| Exercise instructions |
Repeat the records verbatim and leave the pictures out of your copy.

╭─ Task material

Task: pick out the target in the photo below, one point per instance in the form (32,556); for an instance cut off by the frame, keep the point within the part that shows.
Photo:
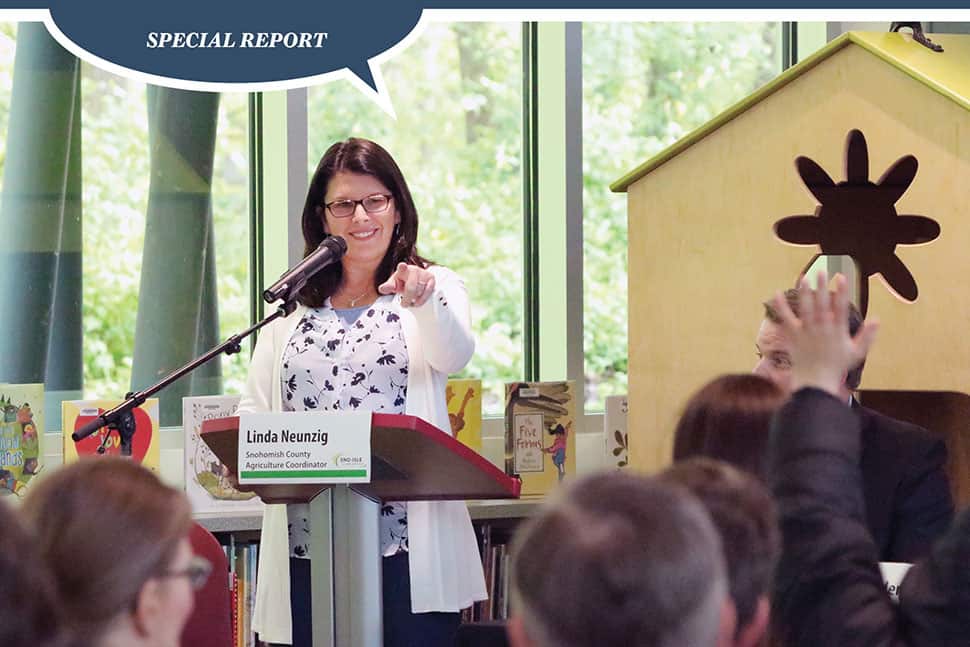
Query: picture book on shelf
(540,438)
(615,433)
(21,436)
(464,398)
(145,442)
(207,482)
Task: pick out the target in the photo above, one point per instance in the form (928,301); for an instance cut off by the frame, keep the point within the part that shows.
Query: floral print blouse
(342,360)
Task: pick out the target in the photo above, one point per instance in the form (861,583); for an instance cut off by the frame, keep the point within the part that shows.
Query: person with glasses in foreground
(379,331)
(828,588)
(117,541)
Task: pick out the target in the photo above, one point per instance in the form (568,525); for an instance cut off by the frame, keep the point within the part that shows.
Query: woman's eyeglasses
(197,571)
(372,204)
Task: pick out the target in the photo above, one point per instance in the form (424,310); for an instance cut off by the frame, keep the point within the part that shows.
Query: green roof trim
(946,73)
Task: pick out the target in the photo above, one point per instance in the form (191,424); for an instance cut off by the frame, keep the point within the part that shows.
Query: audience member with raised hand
(743,512)
(620,559)
(828,586)
(30,613)
(117,542)
(907,495)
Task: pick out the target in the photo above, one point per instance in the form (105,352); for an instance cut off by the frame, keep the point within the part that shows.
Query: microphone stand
(122,420)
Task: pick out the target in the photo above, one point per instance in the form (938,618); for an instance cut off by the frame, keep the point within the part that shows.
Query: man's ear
(729,622)
(515,629)
(148,608)
(751,635)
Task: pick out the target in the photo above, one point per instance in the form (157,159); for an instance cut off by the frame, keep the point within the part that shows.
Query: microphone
(328,253)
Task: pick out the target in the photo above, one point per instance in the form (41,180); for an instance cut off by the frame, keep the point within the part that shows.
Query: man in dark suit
(907,495)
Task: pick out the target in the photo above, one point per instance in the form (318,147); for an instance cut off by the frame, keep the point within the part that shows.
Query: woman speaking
(380,331)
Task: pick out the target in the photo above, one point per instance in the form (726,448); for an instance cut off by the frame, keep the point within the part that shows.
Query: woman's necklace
(353,302)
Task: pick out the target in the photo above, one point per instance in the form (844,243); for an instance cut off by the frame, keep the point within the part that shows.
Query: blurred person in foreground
(744,513)
(117,541)
(620,559)
(828,587)
(30,613)
(728,419)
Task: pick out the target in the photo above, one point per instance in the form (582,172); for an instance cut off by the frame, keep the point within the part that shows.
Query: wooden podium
(411,460)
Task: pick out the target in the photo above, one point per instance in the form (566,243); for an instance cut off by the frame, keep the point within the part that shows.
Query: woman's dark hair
(364,157)
(117,508)
(729,419)
(29,604)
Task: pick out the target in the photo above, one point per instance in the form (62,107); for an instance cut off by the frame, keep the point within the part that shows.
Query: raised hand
(822,349)
(414,284)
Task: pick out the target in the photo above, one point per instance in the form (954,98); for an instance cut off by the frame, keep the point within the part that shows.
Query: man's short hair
(620,559)
(854,377)
(743,511)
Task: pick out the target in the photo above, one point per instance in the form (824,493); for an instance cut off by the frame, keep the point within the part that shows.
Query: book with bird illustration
(540,438)
(21,436)
(207,482)
(464,399)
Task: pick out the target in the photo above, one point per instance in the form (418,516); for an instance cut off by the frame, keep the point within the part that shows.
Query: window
(129,178)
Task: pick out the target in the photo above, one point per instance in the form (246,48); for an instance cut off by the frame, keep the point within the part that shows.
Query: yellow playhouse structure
(703,248)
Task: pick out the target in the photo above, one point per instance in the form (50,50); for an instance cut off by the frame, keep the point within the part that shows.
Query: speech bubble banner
(216,41)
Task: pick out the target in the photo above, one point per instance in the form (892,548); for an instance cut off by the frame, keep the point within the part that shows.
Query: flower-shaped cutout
(858,218)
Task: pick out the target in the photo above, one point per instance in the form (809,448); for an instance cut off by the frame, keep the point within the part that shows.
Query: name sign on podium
(304,447)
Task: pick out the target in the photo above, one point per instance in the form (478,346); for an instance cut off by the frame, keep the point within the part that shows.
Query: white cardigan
(445,567)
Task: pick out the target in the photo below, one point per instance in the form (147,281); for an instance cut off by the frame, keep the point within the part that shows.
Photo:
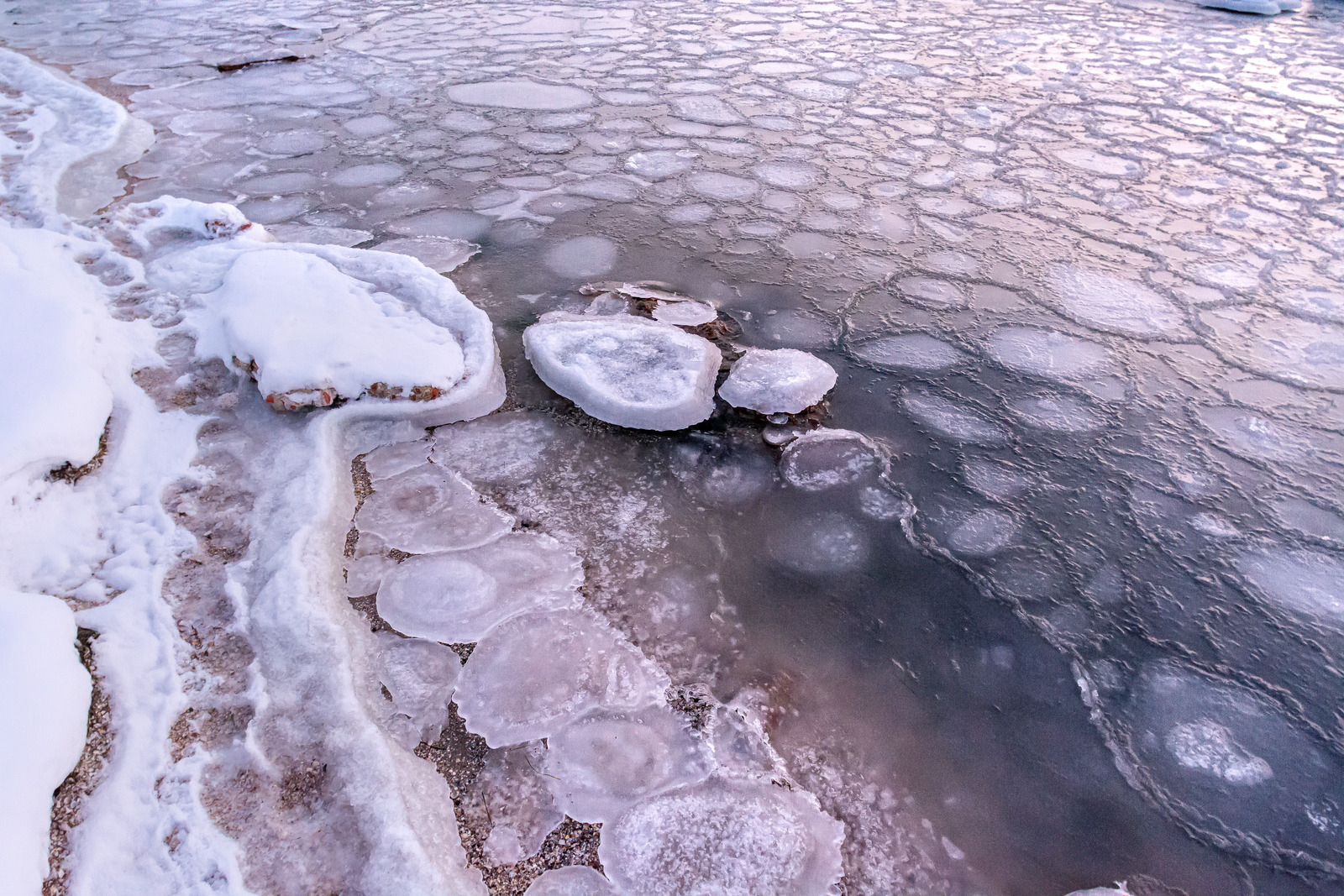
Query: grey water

╰─

| Exercise output |
Task: pick out the target in the photo below, one point per instance in the form (32,556); for an instance cut off by the frame, keep the point within the part that shows.
Photo:
Query: picture book on shelf
(540,438)
(615,433)
(21,436)
(464,398)
(145,442)
(207,482)
Task: pick out the target in the photo above, one point per instance in the form (928,301); for an instance cut off by the frame, keep the point within the part that shows.
Query: floral print blouse
(342,360)
Task: pick out the target in the photo above, one point per instance in the form (861,583); for an instance cut off by the frame, keep the point within the part that shows.
Query: person with glasses in foreground
(379,331)
(828,588)
(117,541)
Task: pick out the target in the photo above, one point per instance in the form (568,525); for an instance cut off by the frame, keep the point within the part that shows.
Query: woman's eyeglasses
(197,571)
(372,204)
Task: pick out the target in the photo above, one point per instance in the form (424,310); for an instance cut off by the frame, keep the point within the part that shows.
Query: green roof trim
(946,73)
Task: pick out the target in the photo above, one point per instance in the form (191,424); for an instance cut off by the frame, keep the point within the part that shows.
Query: audience member with raised hand
(743,512)
(620,559)
(828,586)
(30,613)
(117,542)
(907,495)
Task: pick out the target in the photo above, one point per instance in the form (105,352); for an instance cut off by the frame, keep the point within the part that shows.
Query: microphone stand
(122,420)
Task: pick out the target in the photo above, one point per instance in the form (938,618); for an instance cut off by the frame, keep the point within the part that shows.
Query: man's ear
(729,622)
(515,629)
(148,608)
(751,635)
Task: pick out the target in the photo above, one point per instance in the form (157,159); for an instance cut off by the frame, keep the point within the part that shows.
Query: microphone
(328,253)
Task: pick out the target in the photo above, one point per instance in the form (41,180); for an instance cut off by the frame, keep the point within the part that shows.
Query: man in dark suit
(907,495)
Task: pick out the target in the photo above, one point per instance in the form (318,147); for an instance cut off by the frame, keep the point within the part that shows.
Query: woman speaking
(380,331)
Task: pick out the target in the photo above, one point per instance in the form (726,448); for an instance cut off by the frame, keep the point within the part that shows.
Query: woman's necklace
(353,302)
Task: pick out the target in the photo above, one point per instance in the form (844,243); for an instance cut off by the frame, keep the point within the part that shows.
Query: blurred person in foreground
(744,513)
(117,541)
(620,559)
(828,587)
(30,613)
(728,419)
Task: pick out the target in the photo above, one point per instance in the form (582,172); for an instance cut off by the frame, keep the point within the part that shows.
Query: wooden podium
(411,460)
Task: pick out the target in the photo above, one point per instance in the form (566,243); for an instance cut off by the frame, keep the point within the part that shows.
Query: woman's dark hair
(364,157)
(117,508)
(729,419)
(29,604)
Task: pick out the target in the photo above, one point per instance in the form (62,107); for an instance cut off by the frame, keep the point within the part that shows.
Query: raised hand
(822,349)
(414,284)
Task: pick out the target in the photo above, one point per instance in the form (954,98); for an instance cut off by the frame, keep the point within the part that shows.
Query: man's short hair
(620,559)
(854,377)
(743,511)
Task: pick out the target in the photo above, one point per instance in the form (824,493); for an instance cut off by the frame, keep the point within the part that shows.
Query: book with bird illustration
(540,438)
(21,436)
(207,482)
(464,399)
Task: pick out the target in the photo above, one point per instance in the form (418,516); for an instance cut off by the frame, keep the point within the part that shows.
Query: window
(129,178)
Task: pick out the target in the photo above, one point per instance in the form (246,48); for an instance cut off by the frame, keep the point within the part that shows.
Query: yellow playhouse structure
(703,248)
Task: pick out the target in the photo above, one point per instance in the form (50,50); for an instance cut off by the frame, keep the point within the part that shows.
Query: speech bubble banner
(216,41)
Task: pick out the target in the photo above, one point per instance in the form (892,548); for an instance cut off by the frame, keep the point within the part that shows.
Query: flower-shaped cutout
(858,218)
Task: pick out the target in the photo above, one point per instance in the form (809,448); for an instance cut off by the frame, keep the point within the part that shows.
Query: name sign on podium
(304,447)
Task: pick out the target in the photo above, one point per instance in the form (478,346); for an instance cut off by the frame, keep the point within the part that shows.
Query: white cardigan
(445,567)
Task: pick out the target in the photo below, one point per instance in the form (147,281); for an instance cut off by the frame, keep the point within the part that shows.
Photo:
Query: grey water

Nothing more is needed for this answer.